■ DATA IN THIS EXERCISE:
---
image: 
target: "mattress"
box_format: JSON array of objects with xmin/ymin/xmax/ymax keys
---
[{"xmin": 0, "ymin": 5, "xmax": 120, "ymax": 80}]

■ WHAT THIS TASK INVOLVES:
Convert each line of the rows above into a Markdown table with two columns, "Row" for the line number and "Line" for the text, and leave out any blank lines.

■ SOLVED EXERCISE:
| Row | Line |
|---|---|
| 1 | --- |
| 2 | image:  |
| 3 | target: "mattress" |
| 4 | box_format: JSON array of objects with xmin/ymin/xmax/ymax keys |
| 5 | --- |
| 6 | [{"xmin": 0, "ymin": 5, "xmax": 120, "ymax": 80}] |